_Directive_
Reproduce the entire blog post about Film Movement Plus below word for word.

_Extract_
+ + + + +
What’s Available on Film Movement Plus?

Posted in What's Streaming? by - August 30, 2020
What’s Available on Film Movement Plus?

It’s a new day, which means I’m looking at the selections in a streaming service that I have on my fingertips. I might as well write about these streaming services as a way to cough out capsule reviews of films that I’d never know I’d watch again. Film Movement Plus’ selling point is its selection of world cinema. Film Movement Plus has a classic section, including Lee Tamahori’s Once Were Warriors.

Warriors‘ A plot is about the tumultuous marriage between Beth (Rena Owen) and Jake Heke (Temeura Morrison). Depicting and performing that relationship kept both actors booked and blessed for the next four decades. And those bookings include Star Wars gigs. But it’s not just about these two characters, it also has Jake’s brother Bully (Cliff Curtis, also booked and blessed). The couple also have children like Taungaroa Emile as Boogie, who rediscovers his Maori heritage.

Film Movement Plus also has a Certified Fresh section, showing the role both of critics and streaming services in reintroducing audiences to world cinema. One of those fresh picks is Hirokazu Kore-Eda’s After The Storm, letting us enjoy all 6’2″ of Hiroshi Abe. Abe plays Ryota, an author turned gambler trying to be present for his ex-wife and son. It revels in all three of those worlds, especially Japan’s gambling culture. Which made me notice that this streaming service likes its dysfunctional dads. Although, of course, Ryota’s more redeemable than Jake.
+ + + + +
_Data shown_
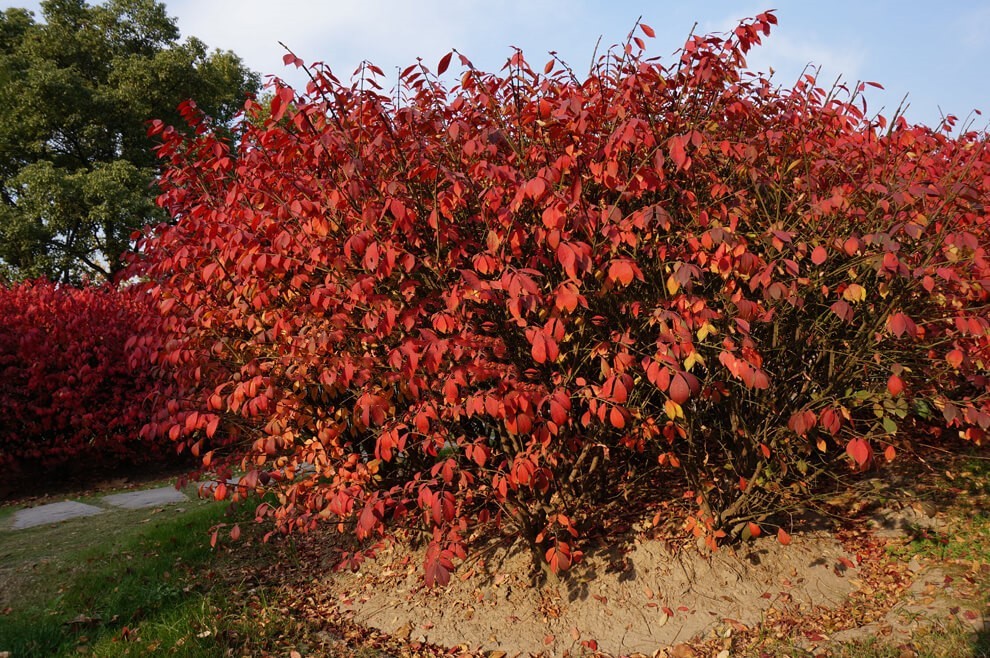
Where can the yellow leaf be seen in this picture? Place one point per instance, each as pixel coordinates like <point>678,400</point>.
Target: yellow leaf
<point>854,293</point>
+ + + + +
_Answer to this exercise_
What’s Available on Film Movement Plus?

Posted in What's Streaming? by - August 30, 2020
What’s Available on Film Movement Plus?

It’s a new day, which means I’m looking at the selections in a streaming service that I have on my fingertips. I might as well write about these streaming services as a way to cough out capsule reviews of films that I’d never know I’d watch again. Film Movement Plus’ selling point is its selection of world cinema. Film Movement Plus has a classic section, including Lee Tamahori’s Once Were Warriors.

Warriors‘ A plot is about the tumultuous marriage between Beth (Rena Owen) and Jake Heke (Temeura Morrison). Depicting and performing that relationship kept both actors booked and blessed for the next four decades. And those bookings include Star Wars gigs. But it’s not just about these two characters, it also has Jake’s brother Bully (Cliff Curtis, also booked and blessed). The couple also have children like Taungaroa Emile as Boogie, who rediscovers his Maori heritage.

Film Movement Plus also has a Certified Fresh section, showing the role both of critics and streaming services in reintroducing audiences to world cinema. One of those fresh picks is Hirokazu Kore-Eda’s After The Storm, letting us enjoy all 6’2″ of Hiroshi Abe. Abe plays Ryota, an author turned gambler trying to be present for his ex-wife and son. It revels in all three of those worlds, especially Japan’s gambling culture. Which made me notice that this streaming service likes its dysfunctional dads. Although, of course, Ryota’s more redeemable than Jake.